__Task set__.
1. Summarize the article on food-induced intestinal inflammation below in two sentences.
2. According to the article on food-induced intestinal inflammation below, what increase in food allergies do data from the USA show between 1997 and 2011?

__Excerpted passage__.

"""

Food allergies – new findings on the development of food-induced intestinal inflammation

16-Sep-2019 - Germany

allergies and allergen-specific immunotherapy are a research focus at the Paul-Ehrlich-Institut (PEI). Researchers of the PEI have now taken a closer look at food-induced enteritis (allergic enteritis), on which little research has been performed up to now, and published some up-to-date results.

Not only hay fever and allergic asthma but also food allergies are on the increase. Thus, data from the USA point to a 50 percent increase between 1997 and 2011. Food allergies can cause local or systemic reactions (reaction affecting the entire organism). They can affect the skin, the airways, the eyes or the gastrointestinal tract (inducing gastrointestinal symptoms). Gastrointestinal types of food allergies that include allergic enteritis (AE) and colitis are observed most frequently in children with cow’s milk or soy allergies and partly also in adults with allergies to other foods such as hen's eggs or wheat.

While pathological changes are well investigated for food allergy-associated atopic dermatitis and allergic asthma, the pathomechanisms leading to allergic enteritis are hardly understood so far. In addition, treatment options for food allergies are still available only to a limited extent. The only established strategies available up to now include avoiding the allergen or an emergency kit, which the patient is required to take with him permanently. For some food allergies, a specific immune therapy in which constantly increasing doses of the allergen are administered is also in the testing stage.

Suitable animal models are required to gain a better understanding of the immunological processes involved in the development of allergic enteritis. Researchers working in the team of Professor Stefan Vieths, vice president of the PEI, have established a mouse model with hen's egg protein induced allergic enteritis. A certain group of white blood cells – eosinophil granulocytes – can be found in the inflammatory tissues of affected individuals and are used as therapeutic target structures. The researchers from the PEI investigated which chemokine receptors and ligands are involved in controlling these eosinophil granulocytes to the site of the inflammatory changes.

"""

__Data for review__.
"""

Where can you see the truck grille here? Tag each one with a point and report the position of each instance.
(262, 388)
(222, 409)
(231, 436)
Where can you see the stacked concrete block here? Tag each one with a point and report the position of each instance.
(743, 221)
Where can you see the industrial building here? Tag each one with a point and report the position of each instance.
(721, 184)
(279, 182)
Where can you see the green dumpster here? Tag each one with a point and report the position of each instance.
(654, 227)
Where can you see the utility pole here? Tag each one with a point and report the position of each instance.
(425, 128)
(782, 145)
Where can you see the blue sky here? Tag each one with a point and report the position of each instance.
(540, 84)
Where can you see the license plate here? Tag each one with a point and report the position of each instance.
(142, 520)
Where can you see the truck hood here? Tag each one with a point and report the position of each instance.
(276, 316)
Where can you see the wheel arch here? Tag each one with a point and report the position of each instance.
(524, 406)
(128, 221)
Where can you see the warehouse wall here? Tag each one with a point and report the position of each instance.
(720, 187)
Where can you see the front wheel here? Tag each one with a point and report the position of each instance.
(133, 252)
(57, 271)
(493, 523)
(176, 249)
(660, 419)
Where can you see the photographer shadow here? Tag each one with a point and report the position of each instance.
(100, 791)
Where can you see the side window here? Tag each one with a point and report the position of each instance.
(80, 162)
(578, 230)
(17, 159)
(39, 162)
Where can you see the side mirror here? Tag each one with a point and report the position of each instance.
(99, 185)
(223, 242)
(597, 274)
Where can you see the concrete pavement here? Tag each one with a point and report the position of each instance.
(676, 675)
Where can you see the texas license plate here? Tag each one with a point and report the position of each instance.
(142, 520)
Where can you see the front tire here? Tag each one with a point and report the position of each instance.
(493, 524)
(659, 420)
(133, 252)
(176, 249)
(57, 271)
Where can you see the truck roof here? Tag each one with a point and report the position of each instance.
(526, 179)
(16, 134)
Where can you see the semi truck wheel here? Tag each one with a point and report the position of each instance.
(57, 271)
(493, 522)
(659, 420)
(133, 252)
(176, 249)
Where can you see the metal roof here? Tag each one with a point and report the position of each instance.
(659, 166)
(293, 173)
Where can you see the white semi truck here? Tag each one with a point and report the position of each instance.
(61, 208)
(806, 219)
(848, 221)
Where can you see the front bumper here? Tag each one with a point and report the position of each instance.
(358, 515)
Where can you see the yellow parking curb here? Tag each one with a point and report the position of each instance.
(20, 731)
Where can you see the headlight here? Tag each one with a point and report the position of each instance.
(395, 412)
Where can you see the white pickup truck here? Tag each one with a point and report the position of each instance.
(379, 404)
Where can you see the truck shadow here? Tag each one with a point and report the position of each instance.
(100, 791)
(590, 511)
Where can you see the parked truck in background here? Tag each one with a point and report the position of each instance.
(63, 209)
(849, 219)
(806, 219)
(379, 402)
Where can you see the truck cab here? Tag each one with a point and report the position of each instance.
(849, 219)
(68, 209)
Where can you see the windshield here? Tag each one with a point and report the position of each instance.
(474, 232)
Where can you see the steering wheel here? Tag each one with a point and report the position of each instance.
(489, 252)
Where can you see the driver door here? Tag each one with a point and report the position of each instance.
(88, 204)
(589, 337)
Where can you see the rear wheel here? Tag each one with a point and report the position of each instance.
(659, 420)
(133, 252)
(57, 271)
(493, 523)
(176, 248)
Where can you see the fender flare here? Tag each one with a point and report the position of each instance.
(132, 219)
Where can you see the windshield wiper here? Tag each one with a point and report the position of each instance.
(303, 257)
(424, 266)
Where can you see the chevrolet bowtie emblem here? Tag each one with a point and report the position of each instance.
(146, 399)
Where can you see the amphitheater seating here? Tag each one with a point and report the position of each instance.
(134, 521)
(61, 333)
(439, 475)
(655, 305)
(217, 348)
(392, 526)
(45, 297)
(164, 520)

"""

__Answers__.
1. Food allergies are increasing, and while their gastrointestinal forms, such as allergic enteritis, occur most often in children with cow's milk or soy allergies, the mechanisms behind allergic enteritis are hardly understood and treatment options remain limited. To study it, researchers at the Paul-Ehrlich-Institut established a mouse model of allergic enteritis induced by hen's egg protein and investigated which chemokine receptors and ligands guide eosinophil granulocytes to the inflamed tissue.

2. A 50 percent increase.